EXERCISE GOAL -
List each line in the entries below that contains the string "jacket". Case counts, so match capitalization as well as spelling.

INPUT MATERIAL -
^^^^^^^^

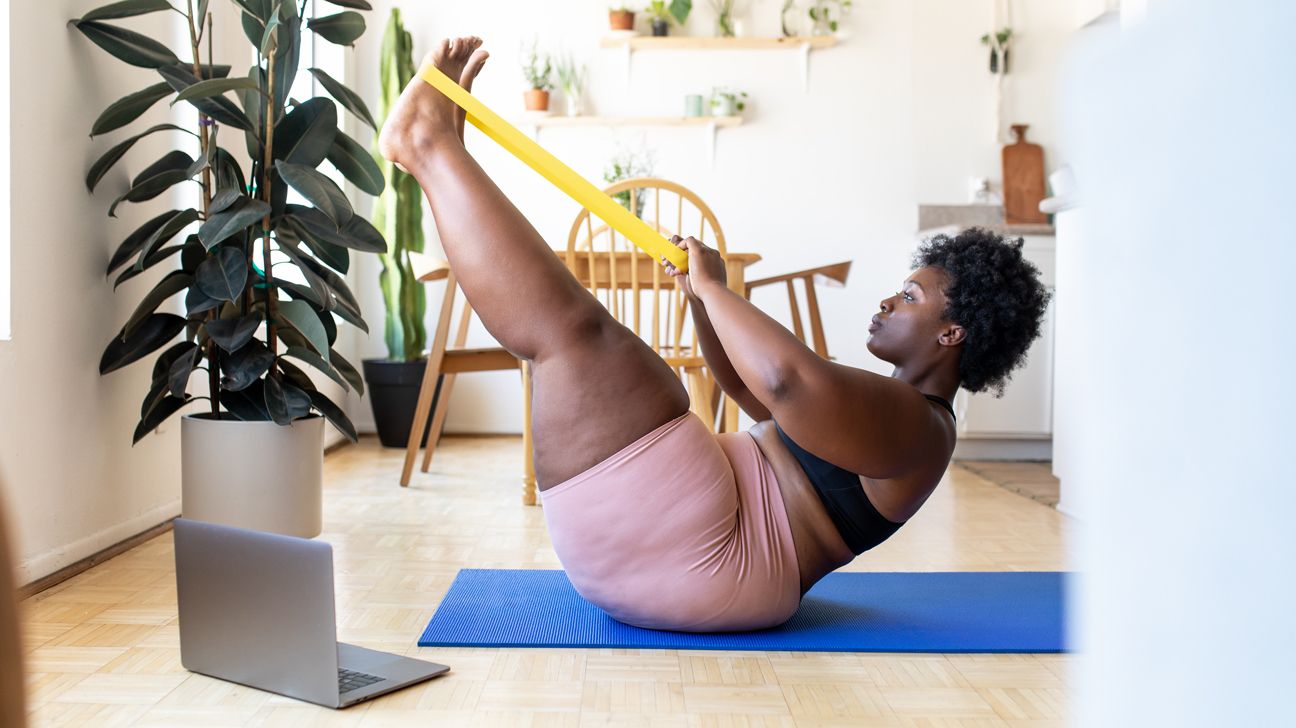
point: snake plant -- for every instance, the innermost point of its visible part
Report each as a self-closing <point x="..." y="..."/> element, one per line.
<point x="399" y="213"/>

^^^^^^^^

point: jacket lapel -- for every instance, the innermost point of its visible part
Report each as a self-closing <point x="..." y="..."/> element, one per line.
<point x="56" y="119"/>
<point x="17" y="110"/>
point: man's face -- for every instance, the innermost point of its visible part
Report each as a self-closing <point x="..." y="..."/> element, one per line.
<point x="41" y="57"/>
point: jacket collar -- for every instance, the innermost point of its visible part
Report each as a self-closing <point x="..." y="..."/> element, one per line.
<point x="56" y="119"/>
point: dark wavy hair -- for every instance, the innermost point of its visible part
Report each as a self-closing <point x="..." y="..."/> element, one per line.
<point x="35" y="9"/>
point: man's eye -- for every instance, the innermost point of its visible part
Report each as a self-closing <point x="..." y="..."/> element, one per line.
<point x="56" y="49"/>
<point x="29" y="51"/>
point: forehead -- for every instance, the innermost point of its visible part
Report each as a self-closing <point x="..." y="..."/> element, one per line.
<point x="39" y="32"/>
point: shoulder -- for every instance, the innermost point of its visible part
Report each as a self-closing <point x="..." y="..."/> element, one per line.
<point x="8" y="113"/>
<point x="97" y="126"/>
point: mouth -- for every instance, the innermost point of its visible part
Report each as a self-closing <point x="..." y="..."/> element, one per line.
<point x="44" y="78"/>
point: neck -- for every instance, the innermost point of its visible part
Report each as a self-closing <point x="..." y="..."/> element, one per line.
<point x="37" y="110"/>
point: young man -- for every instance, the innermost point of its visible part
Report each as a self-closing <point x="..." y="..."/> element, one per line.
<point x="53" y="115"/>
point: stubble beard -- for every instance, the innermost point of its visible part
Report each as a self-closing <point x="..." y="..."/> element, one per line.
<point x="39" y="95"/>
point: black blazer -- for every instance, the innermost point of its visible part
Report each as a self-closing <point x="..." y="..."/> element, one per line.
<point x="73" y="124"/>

^^^^^^^^

OUTPUT FOR THIS TASK -
point: jacket lapel -- for every instance, the innermost point of its visible part
point: jacket collar -- for every instance, the innermost point of its visible part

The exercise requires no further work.